== Data Catatan

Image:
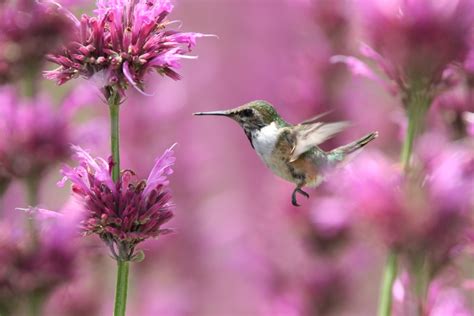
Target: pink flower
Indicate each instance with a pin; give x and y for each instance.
(35, 136)
(415, 41)
(420, 216)
(124, 40)
(30, 265)
(125, 213)
(28, 31)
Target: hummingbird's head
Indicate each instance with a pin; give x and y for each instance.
(251, 116)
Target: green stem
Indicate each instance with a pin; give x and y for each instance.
(35, 304)
(389, 275)
(32, 190)
(417, 104)
(121, 288)
(114, 106)
(29, 84)
(422, 282)
(32, 196)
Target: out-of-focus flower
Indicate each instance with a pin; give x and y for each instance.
(35, 136)
(125, 40)
(326, 226)
(28, 31)
(125, 213)
(423, 216)
(451, 107)
(326, 291)
(414, 41)
(442, 299)
(32, 265)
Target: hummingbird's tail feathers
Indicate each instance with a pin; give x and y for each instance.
(354, 146)
(342, 155)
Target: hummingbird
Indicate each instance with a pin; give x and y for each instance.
(291, 151)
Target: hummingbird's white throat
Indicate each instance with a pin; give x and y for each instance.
(264, 141)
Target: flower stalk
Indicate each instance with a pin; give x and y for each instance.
(114, 107)
(121, 288)
(389, 275)
(417, 103)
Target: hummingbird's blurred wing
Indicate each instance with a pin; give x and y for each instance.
(308, 135)
(316, 118)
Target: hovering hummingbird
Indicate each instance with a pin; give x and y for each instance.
(291, 151)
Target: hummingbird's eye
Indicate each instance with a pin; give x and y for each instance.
(247, 113)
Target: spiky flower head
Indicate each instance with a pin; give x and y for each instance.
(124, 213)
(121, 43)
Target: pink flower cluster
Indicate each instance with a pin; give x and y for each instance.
(124, 213)
(121, 43)
(34, 135)
(28, 31)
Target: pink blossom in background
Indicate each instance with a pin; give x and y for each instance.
(413, 42)
(28, 31)
(121, 44)
(34, 265)
(36, 136)
(422, 215)
(443, 297)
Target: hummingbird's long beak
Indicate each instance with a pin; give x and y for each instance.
(219, 113)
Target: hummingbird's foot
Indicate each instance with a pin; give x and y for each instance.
(293, 196)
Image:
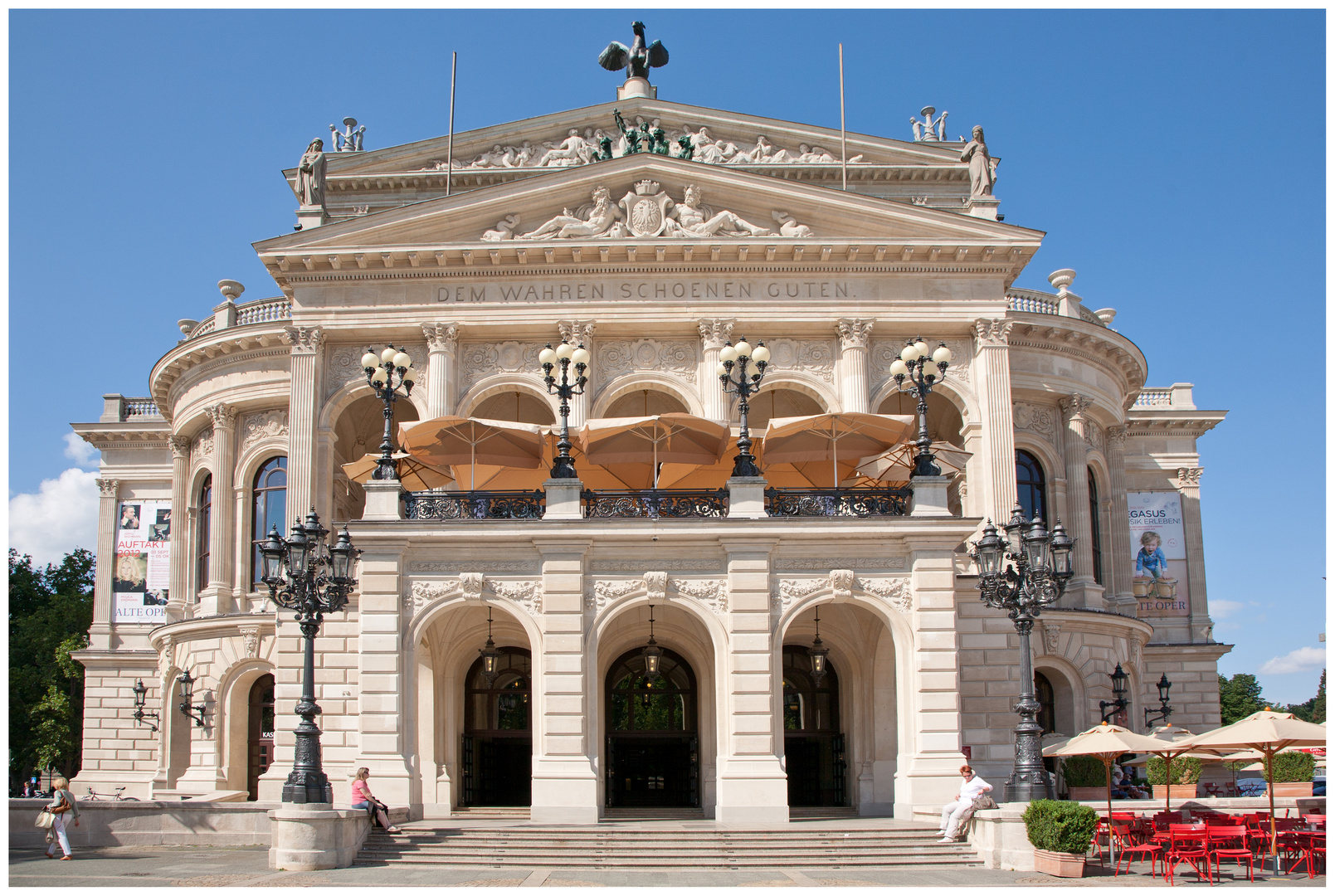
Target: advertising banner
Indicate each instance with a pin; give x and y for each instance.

====

● **Tugas**: Skalakan ulang baris-baris mulai dari baris yang memuat "Target: pink blossom in background" hingga akhir catatan, keduanya termasuk: tulis kembali semuanya beserta permintaannya, dengan setiap koordinat x dan y dalam jawaban dikalikan 1,3 lalu dibulatkan ke bilangan bulat, dan angka setengah dibulatkan ke atas. Gambar tidak perlu dicantumkan.

● **Jawaban**:
Target: pink blossom in background
Indicate each instance with a pin; give x and y for each instance.
(537, 55)
(36, 40)
(157, 57)
(44, 345)
(47, 177)
(549, 280)
(576, 386)
Target: hummingbird's long beak
Indicate each instance with a pin; give x and y for each instance.
(285, 147)
Target: hummingbird's foot
Indicate each instance with a pin; give x and y for each instance.
(381, 255)
Image:
Target: advertising banner
Indicate each instance with a pin; give x and y for each instance.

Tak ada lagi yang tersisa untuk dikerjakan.